What this exercise asks =>
[1] Translate this sentence from the passage on acid dyes into Spanish: "Acid dyes are highly water-soluble and have better light fastness than basic dyes."
[2] Write the next part of the passage on acid dyes, picking up after its final sentence.

### Given passage

Acid dyes are dyes that are commonly applied to textiles at low pH and consist of acidic molecules. When acid dyes are dissolved, the process of dyeing with acid dyes mainly takes place in water and therefore can interact with the dyed material. Acid dyes are highly water-soluble and have better light fastness than basic dyes. Textile acid dyes are effective for the dyeing of protein fibers such as silk, wool, nylon and modified acrylics. They contain sulfonic acid groups, usually present as sodium sulfonates. These increase the solubility of dyes in water and give the dye molecules a negative charge.
Types of Acid Dyes
According to leveling performance, economy of dyeing and fastness properties, acid dyes fall into three categories:
Neutral acid dye: Neutral acid dyes are supra milling or fast acid dyes with moderate to good wet fastness properties and some of them have poor light fastness in light shades. Many neutral acid dyes are only used as their own shades. They are applied to fibers at weakly acidic or neutral pH.

######
### Material shown

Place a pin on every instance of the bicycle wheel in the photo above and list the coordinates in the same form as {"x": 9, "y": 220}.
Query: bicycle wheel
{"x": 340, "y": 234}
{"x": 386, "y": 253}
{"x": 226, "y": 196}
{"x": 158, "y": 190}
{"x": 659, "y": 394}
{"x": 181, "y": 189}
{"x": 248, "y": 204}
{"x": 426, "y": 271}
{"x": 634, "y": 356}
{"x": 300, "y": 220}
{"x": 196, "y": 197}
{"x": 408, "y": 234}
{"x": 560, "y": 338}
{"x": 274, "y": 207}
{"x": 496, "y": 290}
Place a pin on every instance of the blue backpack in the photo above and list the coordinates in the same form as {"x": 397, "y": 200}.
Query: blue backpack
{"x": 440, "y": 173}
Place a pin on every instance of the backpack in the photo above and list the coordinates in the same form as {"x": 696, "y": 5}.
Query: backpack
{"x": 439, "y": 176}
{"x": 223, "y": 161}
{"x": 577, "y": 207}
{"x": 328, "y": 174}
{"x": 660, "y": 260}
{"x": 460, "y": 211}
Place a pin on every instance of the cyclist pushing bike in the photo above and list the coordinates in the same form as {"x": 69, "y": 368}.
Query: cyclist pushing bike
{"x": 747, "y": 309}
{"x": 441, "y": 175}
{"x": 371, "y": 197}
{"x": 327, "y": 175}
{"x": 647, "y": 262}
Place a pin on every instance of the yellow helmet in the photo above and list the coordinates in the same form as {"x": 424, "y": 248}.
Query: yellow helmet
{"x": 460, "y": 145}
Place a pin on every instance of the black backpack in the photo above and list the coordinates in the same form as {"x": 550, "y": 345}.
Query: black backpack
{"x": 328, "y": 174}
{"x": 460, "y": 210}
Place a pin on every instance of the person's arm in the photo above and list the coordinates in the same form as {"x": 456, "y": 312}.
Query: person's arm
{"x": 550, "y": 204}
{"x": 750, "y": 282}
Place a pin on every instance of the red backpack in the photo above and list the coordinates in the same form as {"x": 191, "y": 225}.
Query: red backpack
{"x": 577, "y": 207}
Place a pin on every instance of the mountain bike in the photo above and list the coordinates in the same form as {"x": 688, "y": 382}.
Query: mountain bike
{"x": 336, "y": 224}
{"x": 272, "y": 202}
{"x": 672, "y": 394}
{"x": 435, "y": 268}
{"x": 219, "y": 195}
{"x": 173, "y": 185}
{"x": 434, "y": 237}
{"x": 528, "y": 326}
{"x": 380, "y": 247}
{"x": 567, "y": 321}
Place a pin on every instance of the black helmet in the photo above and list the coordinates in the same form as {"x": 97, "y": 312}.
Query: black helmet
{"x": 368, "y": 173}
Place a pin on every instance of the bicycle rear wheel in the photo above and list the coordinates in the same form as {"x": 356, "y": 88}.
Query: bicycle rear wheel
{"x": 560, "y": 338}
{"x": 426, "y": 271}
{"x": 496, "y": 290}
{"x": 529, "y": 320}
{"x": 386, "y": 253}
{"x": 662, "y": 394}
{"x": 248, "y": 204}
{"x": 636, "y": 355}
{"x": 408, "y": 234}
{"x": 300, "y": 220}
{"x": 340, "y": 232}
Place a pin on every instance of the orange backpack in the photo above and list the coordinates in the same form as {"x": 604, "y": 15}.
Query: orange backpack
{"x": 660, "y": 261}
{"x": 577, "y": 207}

######

Activity answers =>
[1] Los colorantes ácidos son muy solubles en agua y tienen mejor solidez a la luz que los colorantes básicos.

[2]
Weak acid dye: These dyes belong to the milled dyes. These dyes have good fastness properties, but light fastness is moderate to poor.
Strong acid dye: These dyes are used in strongly acidic media, also known as leveling dyes, but the wet fastness properties are limitation. These dyes are very suitable for making a combination of shades.
Industry use: The acid used in the dye bath is usually vinegar or citric acid. The dye absorption rate is controlled by using sodium chloride. In textiles dyeing, acid dyes are effective for dyeing protein fibers, for example, animal hair fibers such as wool, alpaca, and mohair. They are also effective for silk and nylon dyeing but have minimum interest in dyeing any other synthetic fibers.
Medical use: Acid dyes are used to stain basic tissue proteins during microscopic examinations for diagnosis or research. In contrast, basic dyes are used to stain acidic components of the nucleus and other tissues.